[Stored data]
• • • • •

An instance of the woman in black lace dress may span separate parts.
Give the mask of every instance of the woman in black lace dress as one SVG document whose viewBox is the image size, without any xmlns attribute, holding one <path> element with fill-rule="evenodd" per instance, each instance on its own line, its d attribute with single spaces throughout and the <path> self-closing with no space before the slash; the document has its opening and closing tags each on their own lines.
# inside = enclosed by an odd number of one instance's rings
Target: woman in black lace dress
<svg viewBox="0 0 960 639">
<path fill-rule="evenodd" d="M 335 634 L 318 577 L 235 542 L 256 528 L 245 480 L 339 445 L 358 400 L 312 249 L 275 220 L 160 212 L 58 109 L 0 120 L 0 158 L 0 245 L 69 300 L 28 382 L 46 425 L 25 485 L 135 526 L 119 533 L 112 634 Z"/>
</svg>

• • • • •

Match on "instance" and copy out every line of the entries that contains it.

An instance of the woman in black lace dress may span separate parts.
Give the mask of every instance of the woman in black lace dress as one SVG document whose viewBox is the image size, without any xmlns attribute, holding one <path> element with fill-rule="evenodd" per instance, each instance on its own line, its d attribute with single spaces throughout and the <path> self-closing with no space before the slash; the document has its opening and closing tags each on their own lines.
# inside = enclosed by an odd number of one instance's rings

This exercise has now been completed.